--- The task ---
Give every entry again, word for word.

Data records

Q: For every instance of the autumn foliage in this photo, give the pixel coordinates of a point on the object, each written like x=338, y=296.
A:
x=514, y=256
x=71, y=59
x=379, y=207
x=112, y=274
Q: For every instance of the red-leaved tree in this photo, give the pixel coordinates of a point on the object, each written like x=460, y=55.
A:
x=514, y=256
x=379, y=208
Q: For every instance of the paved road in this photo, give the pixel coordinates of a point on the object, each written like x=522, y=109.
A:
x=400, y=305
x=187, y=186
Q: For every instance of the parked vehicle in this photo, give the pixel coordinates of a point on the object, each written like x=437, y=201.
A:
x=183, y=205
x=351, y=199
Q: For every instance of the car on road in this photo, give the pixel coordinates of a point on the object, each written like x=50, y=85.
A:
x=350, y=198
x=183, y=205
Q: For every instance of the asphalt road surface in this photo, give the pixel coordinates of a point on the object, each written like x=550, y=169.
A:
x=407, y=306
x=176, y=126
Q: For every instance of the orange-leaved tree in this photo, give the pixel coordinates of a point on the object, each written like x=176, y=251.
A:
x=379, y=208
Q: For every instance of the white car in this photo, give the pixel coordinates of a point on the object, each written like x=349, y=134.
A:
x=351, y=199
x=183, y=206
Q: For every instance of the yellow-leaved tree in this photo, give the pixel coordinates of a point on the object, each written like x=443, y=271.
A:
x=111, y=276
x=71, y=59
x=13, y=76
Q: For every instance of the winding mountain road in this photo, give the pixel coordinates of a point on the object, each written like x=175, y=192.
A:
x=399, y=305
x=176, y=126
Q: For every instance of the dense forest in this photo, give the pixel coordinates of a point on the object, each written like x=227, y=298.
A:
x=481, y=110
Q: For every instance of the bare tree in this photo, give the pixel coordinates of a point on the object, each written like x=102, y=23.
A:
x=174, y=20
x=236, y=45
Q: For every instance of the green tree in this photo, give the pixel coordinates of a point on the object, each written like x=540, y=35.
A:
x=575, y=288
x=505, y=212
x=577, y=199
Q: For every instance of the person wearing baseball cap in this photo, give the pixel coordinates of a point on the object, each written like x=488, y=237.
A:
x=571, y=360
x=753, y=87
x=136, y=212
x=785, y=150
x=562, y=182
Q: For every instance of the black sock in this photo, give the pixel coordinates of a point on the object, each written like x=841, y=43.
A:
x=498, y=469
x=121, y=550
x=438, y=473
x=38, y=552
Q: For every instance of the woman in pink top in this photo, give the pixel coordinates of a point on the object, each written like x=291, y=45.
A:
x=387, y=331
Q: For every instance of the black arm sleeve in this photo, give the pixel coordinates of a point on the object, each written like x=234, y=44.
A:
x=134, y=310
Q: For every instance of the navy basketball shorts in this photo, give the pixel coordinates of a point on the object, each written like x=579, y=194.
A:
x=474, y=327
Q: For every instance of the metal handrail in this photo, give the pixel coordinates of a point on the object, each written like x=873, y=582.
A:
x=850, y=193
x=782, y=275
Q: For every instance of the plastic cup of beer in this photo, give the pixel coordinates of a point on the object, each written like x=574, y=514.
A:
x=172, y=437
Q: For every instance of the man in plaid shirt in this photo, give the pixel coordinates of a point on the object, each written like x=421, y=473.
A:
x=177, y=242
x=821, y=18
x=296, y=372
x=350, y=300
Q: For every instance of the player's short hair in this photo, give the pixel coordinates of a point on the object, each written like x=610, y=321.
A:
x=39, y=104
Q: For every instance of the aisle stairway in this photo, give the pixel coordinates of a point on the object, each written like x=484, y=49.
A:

--- Answer to the exercise ---
Q: For every instance of the autumn foliage in this photo, give the pixel coordinates of a point on the object, each written like x=338, y=296.
A:
x=514, y=256
x=71, y=59
x=379, y=207
x=112, y=274
Q: For every instance of the red-leaved tree in this photo, give the pixel coordinates of a point on the object, each written like x=460, y=55.
A:
x=514, y=256
x=379, y=208
Q: For every instance of the paved road in this photo, give the pixel coordinates of a point on the object, each written like x=522, y=109.
A:
x=400, y=305
x=187, y=186
Q: For every instance of the parked vehicle in this photo, give the pixel coordinates of a point on the object, each written like x=437, y=201.
A:
x=183, y=205
x=351, y=199
Q: For every instance of the car on road in this photo, give the pixel coordinates of a point on the object, each written like x=50, y=85.
A:
x=350, y=198
x=183, y=205
Q: For every instance of the asphalt road surface in this photo, give the pixel coordinates of a point on the object, each written like x=550, y=169.
A:
x=407, y=306
x=176, y=126
Q: For every instance of the orange-leaved tree in this photo, give the pixel coordinates of a point on the object, each written like x=176, y=251.
A:
x=379, y=208
Q: For every instance of the white car in this photo, give the pixel coordinates of a point on the object, each written like x=349, y=134.
A:
x=351, y=199
x=183, y=206
Q: For every instance of the yellow-leaved tree in this photo, give the pixel coordinates of a point on the object, each written like x=443, y=271.
A:
x=111, y=276
x=71, y=59
x=13, y=76
Q: For every instance of the winding mountain road in this photo, give the pixel coordinates of a point on the object, each written like x=175, y=192.
A:
x=399, y=305
x=176, y=126
Q: For every instance of the dense forest in this photo, give the pixel coordinates of a point on the object, each written like x=227, y=298.
A:
x=481, y=110
Q: For every instance of the bare tree in this photo, give the pixel coordinates of a point on the object, each written like x=102, y=23.
A:
x=174, y=20
x=236, y=45
Q: For every instance of the green tree in this photo, give the pixel coordinates of a point on the object, each written like x=540, y=35.
A:
x=575, y=288
x=505, y=212
x=577, y=199
Q: For every instance of the person wearing baseball cap in this photo, give the pixel coordinates of a point on the object, each written like x=488, y=237.
A:
x=571, y=360
x=753, y=87
x=136, y=212
x=785, y=150
x=562, y=182
Q: For every instance of the black sock in this photo, give the pixel coordinates of a point on the object, each written like x=841, y=43.
A:
x=498, y=469
x=121, y=550
x=438, y=473
x=38, y=552
Q: For every instance of the woman in pink top in this photo, give the pixel coordinates of a point on the object, each written like x=291, y=45.
A:
x=387, y=331
Q: For every instance of the black arm sleeve in this photo, give the pixel coordinates of a point on the object, each written like x=234, y=44.
A:
x=134, y=310
Q: For every instance of the navy basketball shorts in this photo, give the pixel coordinates of a point on the object, each written like x=579, y=194.
A:
x=474, y=327
Q: For every instance of the metal handrail in this photo, give the pixel coordinates of a point on the object, each written like x=873, y=582.
A:
x=850, y=193
x=782, y=275
Q: For every instance of the plastic cup of beer in this photo, give the pixel coordinates of a point on the object, each written like x=574, y=514.
A:
x=172, y=437
Q: For every instance of the man in plaid shirt in this photo, give the pixel coordinates of a point on the object, each written like x=421, y=473.
A:
x=177, y=242
x=821, y=18
x=296, y=372
x=350, y=300
Q: For every instance of the player's short hair in this photo, give the pixel coordinates of a point on the object, each written like x=610, y=321.
A:
x=39, y=104
Q: For every instance of the aisle stairway in this photo, give the pixel coordinates of a point on the object, each written like x=484, y=49.
A:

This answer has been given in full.